▸ Required tasks:
**1.** Rewrite the paragraph of the Plokhii biography below that begins "In 2007, Plokhii was named" as a short bulleted list that keeps its main facts.
**2.** From the Plokhii biography below, write out everything from "Professional background" down to "History of Ukraine-Rus.", word for word.

▸ Selected excerpt:
Serhii Plokhii


Serhii Plokhii, or Plokhy is a Ukrainian-American historian and author specializing in the history of Ukraine, Eastern Europe and Cold War studies. He is the Mykhailo Hrushevsky professor of Ukrainian history at Harvard University, where he also serves as the director of the Harvard Ukrainian Research Institute.

Personal background

Serhii Plokhii was born in Nizhnii Novgorod, Russia to a metallurgical engineer father and a pediatrician mother, both originally from Ukraine. He spent his childhood and school years in Zaporizhia, Ukraine, where his family returned soon after his birth.

Educational background

Plokhii received his undergraduate degree in history and social sciences from the
University of Dnipropetrovsk, where he studied under professors Mykola
Kovalsky and Yuri Mytsyk, and his graduate degree from the Russian University
of the Friendship of Peoples, specializing in historiography
and source studies. He received his habilitation degree in history
from Taras Shevchenko National University of Kyiv in 1990.

Professional background

Between 1983 and 1991, Plokhii taught at the University of Dnipropetrovsk, where he was promoted to the rank of full professor and held a number of administrative positions during perestroika. In 1996, after a number of visiting appointments as the Ramsey Tompkins Professor of Russian history at the University of Alberta, Plokhii joined the staff of the university's Canadian Institute of Ukrainian Studies, where he founded the Research Program on Religion and Culture. As part of the Peter Jacyk Center for Ukrainian Historical Research he participated in the publication of the English-language translation of Mykhailo Hrushevsky's History of Ukraine-Rus.
In 2007, Plokhii was named the Mykhailo Hrushevsky professor of Ukrainian history at Harvard. Since 2013, he has served as the director of the Harvard Ukrainian Research Institute, where he leads a group of scholars working on MAPA: The Digital Atlas of Ukraine, an online, GIS-based project.
Plokhii's research and writing deal with the intellectual, cultural, and international history of Eastern Europe, with special emphasis on Ukraine. His first monograph, The Papacy and Ukraine, was among the few books published in the Soviet Union to deal with the history of the papacy as an academic subject rather than an object of atheistic propaganda. Among Plokhii's best known contributions to the study of early modern history is The Origins of the Slavic Nations, a broad survey of the history of the region which rejects premordialist ideas that postulate the existence of either one or three—Russian, Ukrainian, and Belarussian—East Slavic nationalities before the rise of nationalism. Instead, it proposes an alternative scheme of the development of pre-modern identities of the Eastern Slavs.

▸ Given material:
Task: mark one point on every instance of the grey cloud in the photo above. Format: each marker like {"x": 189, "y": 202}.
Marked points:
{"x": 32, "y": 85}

▸ Results:
**1.**
- 2007: named Mykhailo Hrushevsky professor of Ukrainian history at Harvard
- Since 2013: director of the Harvard Ukrainian Research Institute
- Leads a team of scholars on MAPA: The Digital Atlas of Ukraine, an online GIS-based project

**2.**
Professional background

Between 1983 and 1991, Plokhii taught at the University of Dnipropetrovsk, where he was promoted to the rank of full professor and held a number of administrative positions during perestroika. In 1996, after a number of visiting appointments as the Ramsey Tompkins Professor of Russian history at the University of Alberta, Plokhii joined the staff of the university's Canadian Institute of Ukrainian Studies, where he founded the Research Program on Religion and Culture. As part of the Peter Jacyk Center for Ukrainian Historical Research he participated in the publication of the English-language translation of Mykhailo Hrushevsky's History of Ukraine-Rus.